> _Text provided_:
+ + + + +
Finding an evidence based intervention for methamphetamine-using women
Methamphetamine use disorder is a serious health concern in the Middle East region, especially in Iran. This is because of the domestic production of methamphetamine with accessible ingredients and the inexpensive price. It is a serious health concern among opioid-dependent and methadone patients. For example, female methadone patients with methamphetamine use disorder constitute a large population of illicit drug users in Iran. This group uses methamphetamine to increase physical energy and relieve the depressant effects of high dose methadone. Most female methadone patients with methamphetamine use disorder suffer poor psychological well-being and impaired social functioning. This is combined with poly substance use, poor readiness to change methamphetamine use and poor methadone treatment outcomes.
There is no pharmacological treatment for methamphetamine use disorder. Long-term psychological interventions, such as cognitive-behavioral therapy, are the main treatment modalities. The Matrix Model of Intensive Outpatient Treatment is an approved psychological treatment and has been provided for this group of illicit drug users in Iran. However it is expensive and the provision of treatment is not often feasible in methadone treatment settings. Additionally, the treatment is long and needs professional staff training.
To overcome the operational barriers to implementation, brief cognitive-behavioral treatment (ie four sessions) has been suggested. This treatment model was first developed by Professor Amanda Baker and colleagues in Australia and has been approved by the Australian Government as a standard treatment guide for regular amphetamine use. The Baker treatment model is a cost-effective and feasible intervention which consists of motivational interviewing techniques, management of craving and relapse prevention techniques. Furthermore, this treatment model does not need intensive staff training and can be provided with high fidelity in drug treatment services. Two randomised controlled trials in Australia confirmed the feasibility and effectiveness of the Baker treatment model in reducing regular amphetamine use sustained at six month follow-up. This was accompanied by improvements in the social and health contexts of the Australian participants.
+ + + + +
> _Supplied data_:
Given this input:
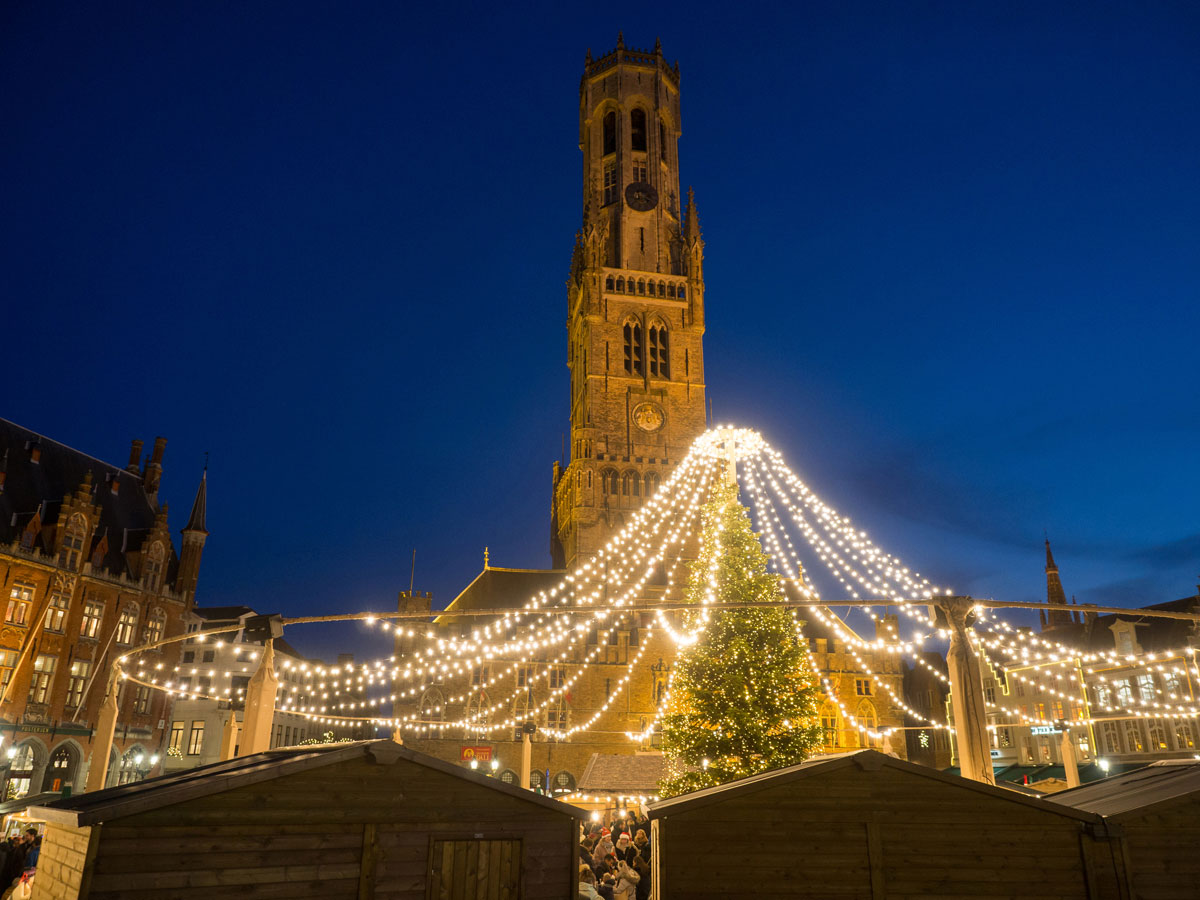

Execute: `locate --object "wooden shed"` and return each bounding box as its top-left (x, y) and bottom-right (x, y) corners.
+ + + + +
> _Problems to solve_:
(1) In the text on methamphetamine interventions, how many sessions make up the brief cognitive-behavioral treatment?
(2) Summarize the text on methamphetamine interventions in two sentences.
(3) Write the next paragraph of the text on methamphetamine interventions, picking up after its final sentence.

> _Per-task answers_:
(1) Four sessions.

(2) Methamphetamine use disorder is a serious health concern in Iran, especially among female methadone patients, who often have poor psychological well-being, impaired social functioning and poor methadone treatment outcomes. Because the Matrix Model is expensive, long and often not feasible in methadone treatment settings, a four-session brief cognitive-behavioral treatment developed by Professor Amanda Baker and colleagues in Australia has been suggested, and two randomised controlled trials there confirmed its feasibility and effectiveness.

(3)
As a PhD student, I designed a multi-centre randomised controlled trial with my supervisor Professor Kate Dolan at NDARC. The study aimed to use the Baker treatment model to reduce methamphetamine use disorder among a group of methadone-maintained women in Tehran, Iran. The other aims of the study were to promote the social and health contexts of the participants. Overall 120 women were randomly recruited from four large methadone treatment services. Sixty participants received four weekly sessions of brief cognitive-behavioural therapy as well as daily homework assignments. The intervention was not limited to four sessions of treatment. Participants were strongly encouraged to practise the learnt cognitive-behavioural skills for at least one hour a day at home. This was continued for four consecutive weeks and was checked at each treatment session by the study psychologists. Sixty control participants received four sessions of standard drug information on a weekly basis. Overall, each treatment and standard drug information session took 60 minutes. Participants were followed at weeks zero, four and twelve. The study results confirmed that the treatment intervention significantly reduced the number of days of methamphetamine use, while improving psychological well-being and social functioning among the participants. This was accompanied with improvements in readiness to change methamphetamine use and reduced heroin and benzodiazepine use. All results remained significant at follow-up. Furthermore, the attrition rate was low and client engagement was high.
From the interviews we found that a combination of learning cognitive-behavioural skills, doing daily homework assignments as well as other factors such as stable housing, drug-free families and friends, a lack of involvement in sex work and increased motivations to change, facilitated their pathways to recovery.
While methamphetamine use disorder is a global health concern, there are few studies of psychological interventions for this group. To date, there were no previous studies specifically addressing methamphetamine use disorder among female methadone patients. The study findings indicated that the Australian model of amphetamine use treatment was easily adaptable in an Iranian context. Furthermore, the treatment was feasible and effective for women in methadone treatment services in Iran. The study findings may have important implications for reducing methamphetamine use disorder in methadone treatment clients in Australia and other countries. Conducting further randomised controlled trials is suggested to examine the long-term effectiveness of this treatment modality.